INSTRUCTIONS FOR THE TASK
Copy out the lines of the records below, and only those lines, from the one with "dark brown fuzzy" through the one with "the wide gray", exactly as they appear.
-------- SOURCE DATA
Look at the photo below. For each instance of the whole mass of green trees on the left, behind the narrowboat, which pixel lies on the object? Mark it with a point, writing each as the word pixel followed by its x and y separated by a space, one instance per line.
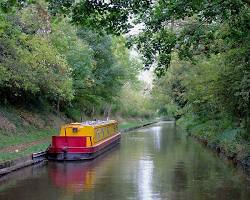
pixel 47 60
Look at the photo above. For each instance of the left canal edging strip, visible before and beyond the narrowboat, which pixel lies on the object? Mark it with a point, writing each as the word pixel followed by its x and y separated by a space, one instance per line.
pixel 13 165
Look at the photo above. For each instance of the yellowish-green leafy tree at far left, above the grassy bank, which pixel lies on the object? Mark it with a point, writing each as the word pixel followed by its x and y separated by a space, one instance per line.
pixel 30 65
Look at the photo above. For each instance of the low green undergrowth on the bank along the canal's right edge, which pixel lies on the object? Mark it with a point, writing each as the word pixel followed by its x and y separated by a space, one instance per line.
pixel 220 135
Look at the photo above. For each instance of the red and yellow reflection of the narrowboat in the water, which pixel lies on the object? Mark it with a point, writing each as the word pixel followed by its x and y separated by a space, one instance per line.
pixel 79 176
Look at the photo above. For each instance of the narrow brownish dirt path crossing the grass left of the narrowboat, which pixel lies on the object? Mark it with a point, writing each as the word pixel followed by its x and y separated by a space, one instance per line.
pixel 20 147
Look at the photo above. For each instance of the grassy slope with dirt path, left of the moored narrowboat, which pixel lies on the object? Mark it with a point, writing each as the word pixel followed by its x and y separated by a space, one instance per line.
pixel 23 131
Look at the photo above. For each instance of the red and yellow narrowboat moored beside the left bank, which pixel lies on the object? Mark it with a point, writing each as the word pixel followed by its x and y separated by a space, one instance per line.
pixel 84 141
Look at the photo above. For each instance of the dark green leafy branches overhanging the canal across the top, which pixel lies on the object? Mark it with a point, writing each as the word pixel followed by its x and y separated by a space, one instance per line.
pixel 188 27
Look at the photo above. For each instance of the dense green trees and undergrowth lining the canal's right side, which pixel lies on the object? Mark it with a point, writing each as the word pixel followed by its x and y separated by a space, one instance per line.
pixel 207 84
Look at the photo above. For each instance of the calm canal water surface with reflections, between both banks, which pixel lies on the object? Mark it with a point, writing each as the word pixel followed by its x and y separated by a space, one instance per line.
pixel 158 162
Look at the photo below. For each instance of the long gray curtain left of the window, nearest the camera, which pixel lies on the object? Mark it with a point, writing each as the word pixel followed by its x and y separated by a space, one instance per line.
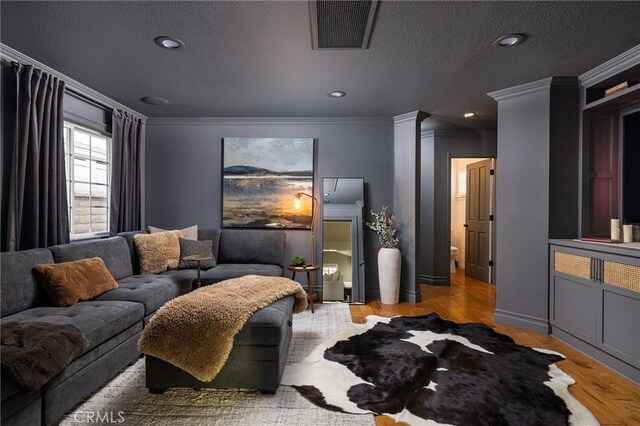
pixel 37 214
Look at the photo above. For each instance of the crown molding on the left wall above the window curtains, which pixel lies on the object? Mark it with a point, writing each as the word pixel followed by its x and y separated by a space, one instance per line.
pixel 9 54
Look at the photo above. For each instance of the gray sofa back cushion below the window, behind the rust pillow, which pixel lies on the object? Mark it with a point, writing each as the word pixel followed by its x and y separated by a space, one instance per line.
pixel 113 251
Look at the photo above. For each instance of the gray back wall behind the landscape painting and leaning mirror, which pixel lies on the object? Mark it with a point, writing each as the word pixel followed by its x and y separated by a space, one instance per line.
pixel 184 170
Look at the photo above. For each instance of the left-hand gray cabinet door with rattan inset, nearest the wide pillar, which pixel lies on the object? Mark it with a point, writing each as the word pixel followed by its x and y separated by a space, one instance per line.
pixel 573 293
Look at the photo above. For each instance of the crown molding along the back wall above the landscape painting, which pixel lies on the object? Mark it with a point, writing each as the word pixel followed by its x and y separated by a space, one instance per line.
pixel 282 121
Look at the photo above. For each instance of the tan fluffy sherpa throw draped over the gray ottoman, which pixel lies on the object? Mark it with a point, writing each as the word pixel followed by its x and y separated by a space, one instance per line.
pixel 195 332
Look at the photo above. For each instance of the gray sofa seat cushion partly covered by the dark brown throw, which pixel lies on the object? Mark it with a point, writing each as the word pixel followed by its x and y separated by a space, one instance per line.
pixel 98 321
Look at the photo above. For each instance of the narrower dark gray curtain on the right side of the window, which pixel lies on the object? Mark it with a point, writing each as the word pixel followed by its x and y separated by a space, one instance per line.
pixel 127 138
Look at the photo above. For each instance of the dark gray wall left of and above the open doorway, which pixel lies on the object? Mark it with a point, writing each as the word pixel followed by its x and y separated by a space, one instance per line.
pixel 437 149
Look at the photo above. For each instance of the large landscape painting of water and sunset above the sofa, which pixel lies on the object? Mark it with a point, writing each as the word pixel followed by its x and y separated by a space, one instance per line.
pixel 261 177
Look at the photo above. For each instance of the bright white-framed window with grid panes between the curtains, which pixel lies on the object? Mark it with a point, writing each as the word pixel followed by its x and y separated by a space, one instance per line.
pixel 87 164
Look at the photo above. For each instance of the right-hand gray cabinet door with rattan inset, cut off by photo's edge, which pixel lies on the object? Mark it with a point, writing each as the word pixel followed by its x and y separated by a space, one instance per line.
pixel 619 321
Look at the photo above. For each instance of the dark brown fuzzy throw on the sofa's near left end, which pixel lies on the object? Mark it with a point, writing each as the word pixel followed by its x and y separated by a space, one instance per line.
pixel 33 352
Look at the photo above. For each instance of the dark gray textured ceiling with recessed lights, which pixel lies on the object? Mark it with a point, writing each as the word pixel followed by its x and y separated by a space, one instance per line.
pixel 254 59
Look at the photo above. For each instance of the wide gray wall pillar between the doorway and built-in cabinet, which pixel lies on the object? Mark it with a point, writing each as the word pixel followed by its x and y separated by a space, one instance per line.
----------------
-------- SOURCE DATA
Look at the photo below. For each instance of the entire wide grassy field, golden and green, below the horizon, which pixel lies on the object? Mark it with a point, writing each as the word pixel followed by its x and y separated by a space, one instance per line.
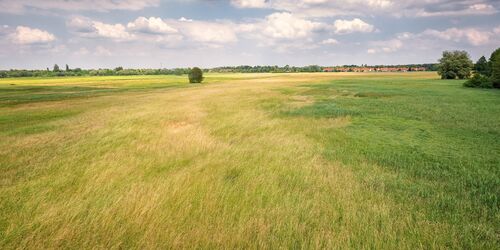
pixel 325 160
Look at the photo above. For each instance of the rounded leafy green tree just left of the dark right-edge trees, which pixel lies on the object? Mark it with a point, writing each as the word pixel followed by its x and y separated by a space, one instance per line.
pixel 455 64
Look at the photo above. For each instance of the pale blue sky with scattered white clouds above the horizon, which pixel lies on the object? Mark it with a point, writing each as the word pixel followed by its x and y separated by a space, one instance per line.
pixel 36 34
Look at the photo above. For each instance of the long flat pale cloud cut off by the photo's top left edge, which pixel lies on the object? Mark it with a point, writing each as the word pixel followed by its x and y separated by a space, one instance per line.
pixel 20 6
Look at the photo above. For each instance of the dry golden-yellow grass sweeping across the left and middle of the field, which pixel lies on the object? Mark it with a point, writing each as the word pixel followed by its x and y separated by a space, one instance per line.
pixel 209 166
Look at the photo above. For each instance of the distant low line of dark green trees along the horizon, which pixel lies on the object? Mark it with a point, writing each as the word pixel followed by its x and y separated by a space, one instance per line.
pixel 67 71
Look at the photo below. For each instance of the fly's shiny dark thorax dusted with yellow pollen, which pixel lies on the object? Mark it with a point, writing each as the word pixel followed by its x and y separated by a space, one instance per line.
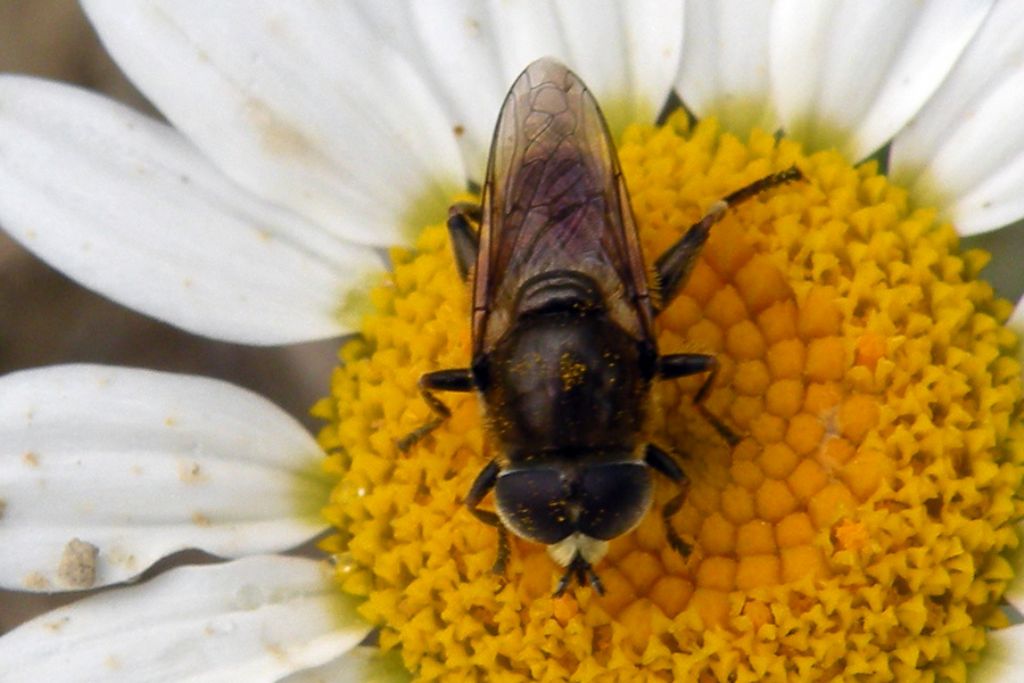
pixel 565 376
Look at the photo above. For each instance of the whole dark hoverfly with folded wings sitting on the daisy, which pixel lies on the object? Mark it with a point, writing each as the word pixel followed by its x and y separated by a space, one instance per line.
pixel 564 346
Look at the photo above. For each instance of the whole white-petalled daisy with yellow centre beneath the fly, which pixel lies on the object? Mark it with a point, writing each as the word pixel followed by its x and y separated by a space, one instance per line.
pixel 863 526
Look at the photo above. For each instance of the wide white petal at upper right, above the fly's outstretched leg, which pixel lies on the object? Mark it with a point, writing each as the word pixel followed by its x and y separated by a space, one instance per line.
----------------
FINAL ANSWER
Look at the photo above. For each instance of the dark brown fuzzy throw on the sofa's near left end, which pixel lies on the object? Mark it with a point, writing each as the word pixel followed by its x and y separated by a space, one instance per line.
pixel 33 352
Look at the photo above. For each instance of the dark gray textured ceiling with recessed lights, which pixel lies on the object? Mark it with a point, writing each as the word pixel followed by its x and y separated by a space, one instance per line.
pixel 254 59
Look at the photo above. For each instance of the wide gray wall pillar between the doorway and built-in cabinet, which pixel lies on the object? Mark it with a point, writing each as the word pixel followed by its x and y separated by a space, one instance per line.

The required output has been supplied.